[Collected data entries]
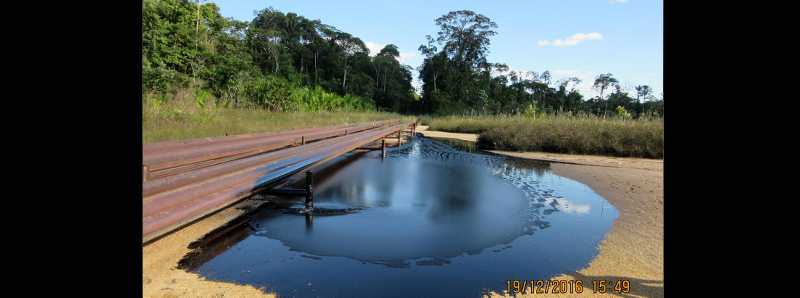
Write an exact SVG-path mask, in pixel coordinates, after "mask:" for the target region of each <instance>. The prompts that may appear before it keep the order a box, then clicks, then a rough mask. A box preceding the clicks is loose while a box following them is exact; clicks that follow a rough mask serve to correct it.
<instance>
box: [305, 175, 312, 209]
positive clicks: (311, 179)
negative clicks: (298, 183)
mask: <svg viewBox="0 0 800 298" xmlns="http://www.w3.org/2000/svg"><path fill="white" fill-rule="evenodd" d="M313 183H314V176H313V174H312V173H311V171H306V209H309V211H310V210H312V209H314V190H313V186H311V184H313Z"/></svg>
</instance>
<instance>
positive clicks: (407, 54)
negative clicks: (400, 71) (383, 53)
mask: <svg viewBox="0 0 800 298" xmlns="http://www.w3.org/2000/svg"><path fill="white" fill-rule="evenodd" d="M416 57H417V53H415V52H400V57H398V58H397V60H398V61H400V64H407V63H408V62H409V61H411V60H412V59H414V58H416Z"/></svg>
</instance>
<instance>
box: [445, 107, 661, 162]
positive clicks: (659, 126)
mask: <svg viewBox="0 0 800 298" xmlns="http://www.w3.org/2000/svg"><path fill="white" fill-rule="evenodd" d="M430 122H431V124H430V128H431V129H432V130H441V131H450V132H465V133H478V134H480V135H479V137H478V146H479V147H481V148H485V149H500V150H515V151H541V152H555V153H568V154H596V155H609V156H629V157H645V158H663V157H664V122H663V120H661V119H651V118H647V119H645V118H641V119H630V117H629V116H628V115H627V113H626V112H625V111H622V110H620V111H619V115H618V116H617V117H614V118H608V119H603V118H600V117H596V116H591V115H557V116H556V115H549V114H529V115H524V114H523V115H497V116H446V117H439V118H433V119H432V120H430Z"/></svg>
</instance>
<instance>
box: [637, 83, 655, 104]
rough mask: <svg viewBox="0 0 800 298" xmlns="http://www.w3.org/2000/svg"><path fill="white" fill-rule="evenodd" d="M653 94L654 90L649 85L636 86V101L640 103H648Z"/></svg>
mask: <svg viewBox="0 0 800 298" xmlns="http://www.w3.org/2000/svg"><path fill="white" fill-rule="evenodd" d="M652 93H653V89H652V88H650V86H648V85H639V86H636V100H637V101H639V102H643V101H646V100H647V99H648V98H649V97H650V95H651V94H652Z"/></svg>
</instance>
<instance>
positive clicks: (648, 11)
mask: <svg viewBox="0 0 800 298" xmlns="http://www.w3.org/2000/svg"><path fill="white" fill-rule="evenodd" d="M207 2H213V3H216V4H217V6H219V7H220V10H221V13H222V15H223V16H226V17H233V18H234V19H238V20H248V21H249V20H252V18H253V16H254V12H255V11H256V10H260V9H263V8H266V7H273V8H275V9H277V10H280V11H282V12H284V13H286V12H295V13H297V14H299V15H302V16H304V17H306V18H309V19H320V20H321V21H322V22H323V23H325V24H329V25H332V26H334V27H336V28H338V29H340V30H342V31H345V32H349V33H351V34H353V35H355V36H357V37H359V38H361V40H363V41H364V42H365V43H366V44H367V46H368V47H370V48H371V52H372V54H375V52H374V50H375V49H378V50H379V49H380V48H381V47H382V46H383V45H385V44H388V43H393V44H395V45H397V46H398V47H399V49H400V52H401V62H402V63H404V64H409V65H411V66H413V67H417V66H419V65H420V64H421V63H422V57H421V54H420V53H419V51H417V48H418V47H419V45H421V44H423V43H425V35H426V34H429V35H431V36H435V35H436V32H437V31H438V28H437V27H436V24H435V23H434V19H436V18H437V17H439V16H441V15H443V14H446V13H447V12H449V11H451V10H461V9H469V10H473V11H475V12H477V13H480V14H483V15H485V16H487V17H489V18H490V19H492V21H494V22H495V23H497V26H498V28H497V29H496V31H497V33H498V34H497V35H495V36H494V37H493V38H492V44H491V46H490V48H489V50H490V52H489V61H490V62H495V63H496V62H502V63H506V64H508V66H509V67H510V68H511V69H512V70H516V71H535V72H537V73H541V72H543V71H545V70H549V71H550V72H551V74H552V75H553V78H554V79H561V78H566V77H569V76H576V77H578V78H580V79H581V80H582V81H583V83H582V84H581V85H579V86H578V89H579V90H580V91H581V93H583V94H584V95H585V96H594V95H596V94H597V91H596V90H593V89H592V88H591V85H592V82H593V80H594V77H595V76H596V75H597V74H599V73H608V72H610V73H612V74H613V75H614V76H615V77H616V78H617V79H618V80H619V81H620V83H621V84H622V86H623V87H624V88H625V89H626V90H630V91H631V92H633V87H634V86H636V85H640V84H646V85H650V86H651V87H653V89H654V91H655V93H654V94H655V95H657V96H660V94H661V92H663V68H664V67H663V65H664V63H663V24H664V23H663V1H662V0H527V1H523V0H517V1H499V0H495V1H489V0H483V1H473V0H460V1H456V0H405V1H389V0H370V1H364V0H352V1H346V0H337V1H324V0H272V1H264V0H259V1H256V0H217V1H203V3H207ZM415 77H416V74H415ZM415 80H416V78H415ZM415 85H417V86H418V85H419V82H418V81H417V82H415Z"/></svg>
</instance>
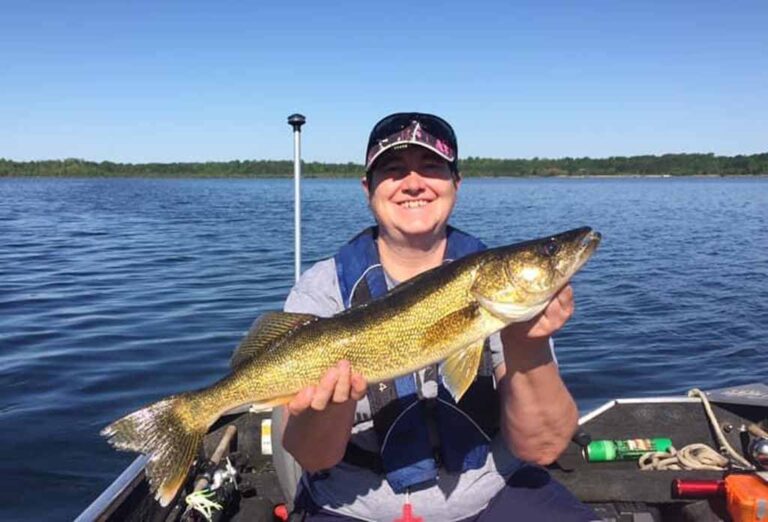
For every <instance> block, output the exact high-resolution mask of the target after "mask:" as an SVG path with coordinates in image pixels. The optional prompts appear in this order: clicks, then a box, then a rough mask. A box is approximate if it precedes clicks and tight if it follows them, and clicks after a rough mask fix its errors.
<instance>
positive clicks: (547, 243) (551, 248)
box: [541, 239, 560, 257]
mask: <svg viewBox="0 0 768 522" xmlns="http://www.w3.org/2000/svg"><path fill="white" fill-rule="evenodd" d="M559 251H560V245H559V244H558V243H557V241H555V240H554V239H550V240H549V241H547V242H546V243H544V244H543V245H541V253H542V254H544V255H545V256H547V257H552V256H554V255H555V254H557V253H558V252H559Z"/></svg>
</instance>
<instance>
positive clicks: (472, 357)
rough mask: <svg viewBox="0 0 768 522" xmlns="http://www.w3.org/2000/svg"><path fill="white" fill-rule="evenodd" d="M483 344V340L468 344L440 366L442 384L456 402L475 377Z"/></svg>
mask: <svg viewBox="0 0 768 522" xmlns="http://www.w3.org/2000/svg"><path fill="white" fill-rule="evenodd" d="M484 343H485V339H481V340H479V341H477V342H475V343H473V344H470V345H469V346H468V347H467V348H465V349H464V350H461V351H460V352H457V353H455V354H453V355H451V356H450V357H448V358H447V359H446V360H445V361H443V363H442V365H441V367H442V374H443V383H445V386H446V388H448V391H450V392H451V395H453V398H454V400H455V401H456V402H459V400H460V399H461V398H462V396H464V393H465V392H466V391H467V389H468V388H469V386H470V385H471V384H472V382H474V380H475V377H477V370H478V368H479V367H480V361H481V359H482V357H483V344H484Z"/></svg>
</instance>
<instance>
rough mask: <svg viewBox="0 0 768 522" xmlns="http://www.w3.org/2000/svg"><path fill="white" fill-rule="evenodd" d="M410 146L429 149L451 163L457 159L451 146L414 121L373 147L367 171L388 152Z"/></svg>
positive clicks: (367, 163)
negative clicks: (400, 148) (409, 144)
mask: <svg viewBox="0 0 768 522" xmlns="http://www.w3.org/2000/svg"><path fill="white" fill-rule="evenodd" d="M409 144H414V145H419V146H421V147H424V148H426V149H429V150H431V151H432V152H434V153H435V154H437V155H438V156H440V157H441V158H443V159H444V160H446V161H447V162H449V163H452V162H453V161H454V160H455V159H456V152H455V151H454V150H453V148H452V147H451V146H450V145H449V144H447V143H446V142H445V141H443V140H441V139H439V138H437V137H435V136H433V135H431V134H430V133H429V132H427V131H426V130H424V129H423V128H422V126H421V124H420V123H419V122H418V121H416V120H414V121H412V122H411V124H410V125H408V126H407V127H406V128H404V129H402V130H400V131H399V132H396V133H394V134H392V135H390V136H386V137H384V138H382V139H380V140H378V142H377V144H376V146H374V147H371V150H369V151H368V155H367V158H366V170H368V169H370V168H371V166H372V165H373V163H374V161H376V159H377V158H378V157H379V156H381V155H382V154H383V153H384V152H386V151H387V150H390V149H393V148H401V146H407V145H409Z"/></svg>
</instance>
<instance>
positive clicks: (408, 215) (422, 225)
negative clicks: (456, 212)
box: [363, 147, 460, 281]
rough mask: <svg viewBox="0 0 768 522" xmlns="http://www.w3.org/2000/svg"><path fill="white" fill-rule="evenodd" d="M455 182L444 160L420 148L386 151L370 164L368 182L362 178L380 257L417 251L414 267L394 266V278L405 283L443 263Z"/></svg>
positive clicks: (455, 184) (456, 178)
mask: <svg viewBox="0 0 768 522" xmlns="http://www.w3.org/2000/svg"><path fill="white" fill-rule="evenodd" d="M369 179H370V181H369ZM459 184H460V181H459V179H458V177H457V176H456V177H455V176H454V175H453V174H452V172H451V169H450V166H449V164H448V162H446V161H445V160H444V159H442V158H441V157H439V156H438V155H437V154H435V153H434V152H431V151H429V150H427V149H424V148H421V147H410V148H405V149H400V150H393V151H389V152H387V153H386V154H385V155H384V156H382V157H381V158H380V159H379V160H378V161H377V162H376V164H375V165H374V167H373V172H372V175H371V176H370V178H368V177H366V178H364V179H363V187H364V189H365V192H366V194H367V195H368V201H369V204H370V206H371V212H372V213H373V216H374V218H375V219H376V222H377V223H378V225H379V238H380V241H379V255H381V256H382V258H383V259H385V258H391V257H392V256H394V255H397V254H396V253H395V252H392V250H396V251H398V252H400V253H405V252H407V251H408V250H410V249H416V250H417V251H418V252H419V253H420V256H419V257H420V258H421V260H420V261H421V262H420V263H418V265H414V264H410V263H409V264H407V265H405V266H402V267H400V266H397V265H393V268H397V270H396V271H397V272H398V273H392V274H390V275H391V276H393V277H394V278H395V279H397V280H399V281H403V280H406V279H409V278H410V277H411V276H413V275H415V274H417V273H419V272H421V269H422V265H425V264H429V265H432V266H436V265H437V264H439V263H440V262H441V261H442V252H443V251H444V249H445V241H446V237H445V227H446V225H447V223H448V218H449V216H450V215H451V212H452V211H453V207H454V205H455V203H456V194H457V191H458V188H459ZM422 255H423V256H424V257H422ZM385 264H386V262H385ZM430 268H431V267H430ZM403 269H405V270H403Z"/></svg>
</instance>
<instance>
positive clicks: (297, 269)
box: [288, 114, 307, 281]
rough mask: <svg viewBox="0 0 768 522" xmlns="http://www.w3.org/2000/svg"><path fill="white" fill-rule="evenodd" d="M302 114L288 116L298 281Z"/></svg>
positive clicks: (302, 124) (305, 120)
---
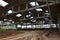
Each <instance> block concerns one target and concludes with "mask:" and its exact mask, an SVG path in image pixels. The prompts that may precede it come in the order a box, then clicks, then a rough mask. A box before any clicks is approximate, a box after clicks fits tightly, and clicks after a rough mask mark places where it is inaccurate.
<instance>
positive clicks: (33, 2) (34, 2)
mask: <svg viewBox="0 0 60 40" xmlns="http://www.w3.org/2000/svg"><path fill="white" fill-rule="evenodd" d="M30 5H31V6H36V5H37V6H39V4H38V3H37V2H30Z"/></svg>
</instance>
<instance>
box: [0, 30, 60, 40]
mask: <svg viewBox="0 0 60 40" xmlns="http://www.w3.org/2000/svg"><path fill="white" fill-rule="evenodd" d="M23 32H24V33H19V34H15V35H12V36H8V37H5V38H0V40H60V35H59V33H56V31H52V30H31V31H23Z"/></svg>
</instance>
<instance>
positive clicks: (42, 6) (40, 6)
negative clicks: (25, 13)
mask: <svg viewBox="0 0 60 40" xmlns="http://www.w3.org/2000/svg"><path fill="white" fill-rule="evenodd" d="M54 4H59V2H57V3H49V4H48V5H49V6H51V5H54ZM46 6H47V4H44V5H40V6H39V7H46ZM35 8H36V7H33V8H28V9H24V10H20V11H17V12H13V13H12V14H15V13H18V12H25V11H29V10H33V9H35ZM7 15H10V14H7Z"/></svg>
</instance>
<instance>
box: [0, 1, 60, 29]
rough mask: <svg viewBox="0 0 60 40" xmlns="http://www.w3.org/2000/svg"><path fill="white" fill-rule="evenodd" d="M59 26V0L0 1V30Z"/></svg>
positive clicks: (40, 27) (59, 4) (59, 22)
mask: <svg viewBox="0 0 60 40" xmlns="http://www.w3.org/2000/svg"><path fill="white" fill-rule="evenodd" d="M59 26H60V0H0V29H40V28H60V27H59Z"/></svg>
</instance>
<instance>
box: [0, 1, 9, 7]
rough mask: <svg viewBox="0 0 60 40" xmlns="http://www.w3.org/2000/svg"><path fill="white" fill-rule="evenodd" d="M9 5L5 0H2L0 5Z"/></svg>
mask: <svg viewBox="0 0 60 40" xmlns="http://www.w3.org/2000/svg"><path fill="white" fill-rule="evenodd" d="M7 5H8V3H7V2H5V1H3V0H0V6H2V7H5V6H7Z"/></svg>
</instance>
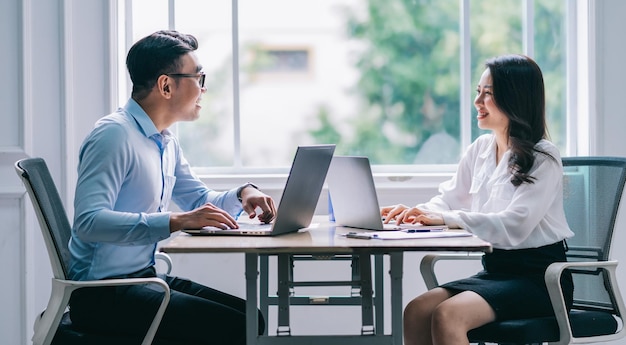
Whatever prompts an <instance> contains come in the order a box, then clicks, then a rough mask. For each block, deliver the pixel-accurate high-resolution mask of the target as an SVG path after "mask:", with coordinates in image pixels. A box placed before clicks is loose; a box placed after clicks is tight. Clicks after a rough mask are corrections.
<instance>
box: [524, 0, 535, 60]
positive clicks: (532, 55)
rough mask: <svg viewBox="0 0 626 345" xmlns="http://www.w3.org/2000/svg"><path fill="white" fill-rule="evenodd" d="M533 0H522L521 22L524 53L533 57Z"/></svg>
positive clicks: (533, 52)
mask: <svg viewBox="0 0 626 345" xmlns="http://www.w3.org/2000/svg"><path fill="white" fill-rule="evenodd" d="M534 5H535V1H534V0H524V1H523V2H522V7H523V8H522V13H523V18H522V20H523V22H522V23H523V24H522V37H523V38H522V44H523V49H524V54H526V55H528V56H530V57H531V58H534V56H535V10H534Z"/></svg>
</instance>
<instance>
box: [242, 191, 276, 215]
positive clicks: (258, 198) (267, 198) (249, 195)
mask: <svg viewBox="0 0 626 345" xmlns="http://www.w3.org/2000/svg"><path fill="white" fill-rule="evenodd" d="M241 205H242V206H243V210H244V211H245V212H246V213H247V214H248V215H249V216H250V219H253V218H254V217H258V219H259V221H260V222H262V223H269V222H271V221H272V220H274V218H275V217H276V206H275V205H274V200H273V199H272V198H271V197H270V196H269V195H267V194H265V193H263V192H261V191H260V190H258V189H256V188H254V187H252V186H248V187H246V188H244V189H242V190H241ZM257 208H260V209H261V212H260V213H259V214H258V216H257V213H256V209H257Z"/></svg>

*Task statement*
Locate each line in the material that contains the string "negative" and copy those lines.

*Solution below*
negative clicks: (298, 183)
negative clicks: (400, 71) (383, 53)
negative clicks: (400, 148) (409, 144)
negative clicks: (456, 212)
negative clicks: (25, 13)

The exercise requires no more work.